[Collected data entries]
"""
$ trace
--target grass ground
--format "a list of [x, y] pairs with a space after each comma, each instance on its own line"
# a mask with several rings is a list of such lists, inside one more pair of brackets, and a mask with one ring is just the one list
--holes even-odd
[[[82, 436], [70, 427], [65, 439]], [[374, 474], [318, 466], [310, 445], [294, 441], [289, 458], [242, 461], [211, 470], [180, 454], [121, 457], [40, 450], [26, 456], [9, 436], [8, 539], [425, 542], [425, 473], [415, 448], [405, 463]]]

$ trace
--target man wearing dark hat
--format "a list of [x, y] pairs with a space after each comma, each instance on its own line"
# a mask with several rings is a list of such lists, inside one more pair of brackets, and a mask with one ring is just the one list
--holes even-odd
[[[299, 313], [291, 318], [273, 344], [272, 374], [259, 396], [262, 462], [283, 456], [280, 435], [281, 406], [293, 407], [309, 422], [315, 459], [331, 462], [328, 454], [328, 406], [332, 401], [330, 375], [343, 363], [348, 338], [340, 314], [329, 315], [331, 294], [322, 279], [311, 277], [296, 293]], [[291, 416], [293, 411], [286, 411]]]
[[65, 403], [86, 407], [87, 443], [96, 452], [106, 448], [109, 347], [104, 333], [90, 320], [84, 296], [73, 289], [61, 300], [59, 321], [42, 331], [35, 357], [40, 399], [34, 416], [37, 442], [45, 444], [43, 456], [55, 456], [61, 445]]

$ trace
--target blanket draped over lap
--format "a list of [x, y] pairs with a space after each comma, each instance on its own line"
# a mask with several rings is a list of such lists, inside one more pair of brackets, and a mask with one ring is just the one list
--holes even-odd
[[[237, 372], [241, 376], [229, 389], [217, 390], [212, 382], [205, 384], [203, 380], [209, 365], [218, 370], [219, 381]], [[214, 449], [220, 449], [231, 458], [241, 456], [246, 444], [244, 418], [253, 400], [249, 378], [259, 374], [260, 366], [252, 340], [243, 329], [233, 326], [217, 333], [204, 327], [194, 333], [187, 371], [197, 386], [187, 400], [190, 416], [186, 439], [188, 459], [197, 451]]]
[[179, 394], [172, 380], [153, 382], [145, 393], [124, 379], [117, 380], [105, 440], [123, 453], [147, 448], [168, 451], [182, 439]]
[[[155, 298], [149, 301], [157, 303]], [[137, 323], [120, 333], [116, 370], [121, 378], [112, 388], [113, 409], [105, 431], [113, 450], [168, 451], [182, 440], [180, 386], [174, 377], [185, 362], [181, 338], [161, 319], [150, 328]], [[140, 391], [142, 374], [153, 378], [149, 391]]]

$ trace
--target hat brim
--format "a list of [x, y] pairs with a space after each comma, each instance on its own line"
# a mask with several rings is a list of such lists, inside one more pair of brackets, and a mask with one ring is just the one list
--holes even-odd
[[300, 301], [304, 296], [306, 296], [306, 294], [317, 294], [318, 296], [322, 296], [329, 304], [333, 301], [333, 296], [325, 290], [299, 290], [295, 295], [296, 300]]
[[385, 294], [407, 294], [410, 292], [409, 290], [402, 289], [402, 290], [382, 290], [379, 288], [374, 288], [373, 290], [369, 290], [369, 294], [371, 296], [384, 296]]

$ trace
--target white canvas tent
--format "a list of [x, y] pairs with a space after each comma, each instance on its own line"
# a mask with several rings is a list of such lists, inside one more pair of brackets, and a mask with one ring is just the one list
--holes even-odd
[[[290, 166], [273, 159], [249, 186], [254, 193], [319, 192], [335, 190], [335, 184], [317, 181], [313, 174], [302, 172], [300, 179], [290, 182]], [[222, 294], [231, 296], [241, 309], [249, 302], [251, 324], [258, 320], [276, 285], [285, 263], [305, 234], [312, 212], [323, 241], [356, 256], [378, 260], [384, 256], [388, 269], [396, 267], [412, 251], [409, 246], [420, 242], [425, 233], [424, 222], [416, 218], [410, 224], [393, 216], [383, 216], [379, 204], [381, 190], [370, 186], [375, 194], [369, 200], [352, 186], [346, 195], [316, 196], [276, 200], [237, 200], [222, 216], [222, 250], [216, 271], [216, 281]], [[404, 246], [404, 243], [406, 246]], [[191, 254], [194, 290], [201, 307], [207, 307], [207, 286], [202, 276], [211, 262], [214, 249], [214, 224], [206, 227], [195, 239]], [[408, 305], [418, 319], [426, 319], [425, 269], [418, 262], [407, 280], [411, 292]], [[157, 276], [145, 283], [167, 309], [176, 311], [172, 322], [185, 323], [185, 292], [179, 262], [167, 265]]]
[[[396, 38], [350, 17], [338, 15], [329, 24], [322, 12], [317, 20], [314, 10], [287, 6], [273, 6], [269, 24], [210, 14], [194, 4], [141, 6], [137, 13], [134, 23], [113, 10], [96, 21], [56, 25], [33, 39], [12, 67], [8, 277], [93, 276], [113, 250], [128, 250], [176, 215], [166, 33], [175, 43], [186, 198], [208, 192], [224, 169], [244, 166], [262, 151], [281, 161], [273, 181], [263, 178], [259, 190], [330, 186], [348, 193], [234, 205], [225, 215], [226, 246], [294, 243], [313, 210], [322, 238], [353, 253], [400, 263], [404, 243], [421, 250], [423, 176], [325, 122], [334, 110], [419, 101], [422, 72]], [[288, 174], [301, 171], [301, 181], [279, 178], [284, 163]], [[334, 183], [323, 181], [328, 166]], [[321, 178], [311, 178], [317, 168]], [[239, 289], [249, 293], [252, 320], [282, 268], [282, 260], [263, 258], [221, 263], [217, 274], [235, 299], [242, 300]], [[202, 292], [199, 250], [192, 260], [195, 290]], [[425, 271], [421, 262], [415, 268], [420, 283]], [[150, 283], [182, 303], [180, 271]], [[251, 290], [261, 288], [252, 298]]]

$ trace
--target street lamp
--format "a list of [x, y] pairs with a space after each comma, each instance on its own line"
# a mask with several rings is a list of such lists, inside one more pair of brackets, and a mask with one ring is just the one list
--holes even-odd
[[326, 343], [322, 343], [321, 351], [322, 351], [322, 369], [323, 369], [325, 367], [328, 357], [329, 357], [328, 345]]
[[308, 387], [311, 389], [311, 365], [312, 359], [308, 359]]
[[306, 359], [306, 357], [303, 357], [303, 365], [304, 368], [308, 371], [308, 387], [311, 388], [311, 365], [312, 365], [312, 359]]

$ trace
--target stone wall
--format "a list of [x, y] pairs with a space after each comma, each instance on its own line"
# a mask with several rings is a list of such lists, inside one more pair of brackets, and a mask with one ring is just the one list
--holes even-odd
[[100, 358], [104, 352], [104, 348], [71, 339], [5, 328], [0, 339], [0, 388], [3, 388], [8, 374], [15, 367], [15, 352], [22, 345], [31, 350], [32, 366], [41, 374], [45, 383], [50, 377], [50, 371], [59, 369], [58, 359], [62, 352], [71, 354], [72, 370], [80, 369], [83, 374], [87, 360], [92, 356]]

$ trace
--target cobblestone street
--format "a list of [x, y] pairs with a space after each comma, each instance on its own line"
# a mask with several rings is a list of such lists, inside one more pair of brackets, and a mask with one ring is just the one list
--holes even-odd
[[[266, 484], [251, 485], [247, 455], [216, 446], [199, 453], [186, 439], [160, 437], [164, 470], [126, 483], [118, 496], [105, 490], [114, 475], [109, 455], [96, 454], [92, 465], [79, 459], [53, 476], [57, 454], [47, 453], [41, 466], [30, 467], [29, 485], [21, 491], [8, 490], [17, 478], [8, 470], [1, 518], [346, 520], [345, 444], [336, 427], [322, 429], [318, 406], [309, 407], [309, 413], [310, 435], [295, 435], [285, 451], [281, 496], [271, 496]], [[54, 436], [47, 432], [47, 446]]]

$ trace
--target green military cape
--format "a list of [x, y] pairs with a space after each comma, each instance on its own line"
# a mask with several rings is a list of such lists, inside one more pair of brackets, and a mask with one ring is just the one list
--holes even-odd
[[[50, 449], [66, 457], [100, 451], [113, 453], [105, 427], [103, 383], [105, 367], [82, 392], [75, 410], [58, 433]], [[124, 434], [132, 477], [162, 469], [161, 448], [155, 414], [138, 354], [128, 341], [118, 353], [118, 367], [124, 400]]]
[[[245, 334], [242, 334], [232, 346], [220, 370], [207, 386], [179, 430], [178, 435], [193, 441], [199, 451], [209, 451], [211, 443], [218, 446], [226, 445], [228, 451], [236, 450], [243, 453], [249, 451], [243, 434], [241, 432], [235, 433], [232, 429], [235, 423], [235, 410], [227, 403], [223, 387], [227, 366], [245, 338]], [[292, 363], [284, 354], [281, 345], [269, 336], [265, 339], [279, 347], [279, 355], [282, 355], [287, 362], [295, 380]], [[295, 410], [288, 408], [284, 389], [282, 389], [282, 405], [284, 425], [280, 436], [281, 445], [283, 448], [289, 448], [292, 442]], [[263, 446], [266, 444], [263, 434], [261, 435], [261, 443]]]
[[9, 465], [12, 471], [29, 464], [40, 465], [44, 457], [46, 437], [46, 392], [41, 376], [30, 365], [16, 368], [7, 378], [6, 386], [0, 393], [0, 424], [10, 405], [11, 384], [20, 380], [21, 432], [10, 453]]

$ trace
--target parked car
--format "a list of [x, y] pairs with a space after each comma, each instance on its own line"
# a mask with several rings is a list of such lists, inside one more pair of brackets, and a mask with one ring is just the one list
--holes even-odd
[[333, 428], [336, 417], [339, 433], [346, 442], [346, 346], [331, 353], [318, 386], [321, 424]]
"""
In the entries above, find the line holding "--target street lamp" and the line holding "--target cobblestone street"; print both of them and every line between, exactly, and nothing else.

■ Reply:
--target street lamp
--format "a list of [x, y] pairs with a space after each comma, each instance on its own line"
# a mask with several rings is a list of such lists, inside one more pair of brackets, and a mask with one ring is just the one list
--holes even-odd
[[326, 343], [322, 343], [321, 351], [322, 351], [322, 369], [323, 369], [325, 367], [328, 357], [329, 357], [328, 345]]
[[308, 387], [311, 389], [311, 365], [312, 359], [308, 359]]
[[306, 359], [306, 357], [303, 357], [303, 365], [304, 368], [308, 371], [308, 387], [311, 388], [311, 365], [312, 365], [312, 359]]

$ trace
--target stone wall
--format "a list of [x, y] pairs with a space after each comma, each instance on its own line"
# a mask with several rings is a list of such lists, inside one more pair of brackets, and a mask with one ring is just the one list
--holes even-odd
[[100, 358], [104, 352], [104, 348], [71, 339], [5, 328], [0, 339], [0, 388], [3, 388], [8, 374], [15, 367], [15, 352], [22, 345], [31, 350], [32, 366], [41, 374], [45, 383], [50, 377], [50, 371], [59, 369], [58, 359], [62, 352], [71, 354], [72, 370], [80, 369], [83, 374], [87, 360], [92, 356]]

$ trace
--target cobblestone street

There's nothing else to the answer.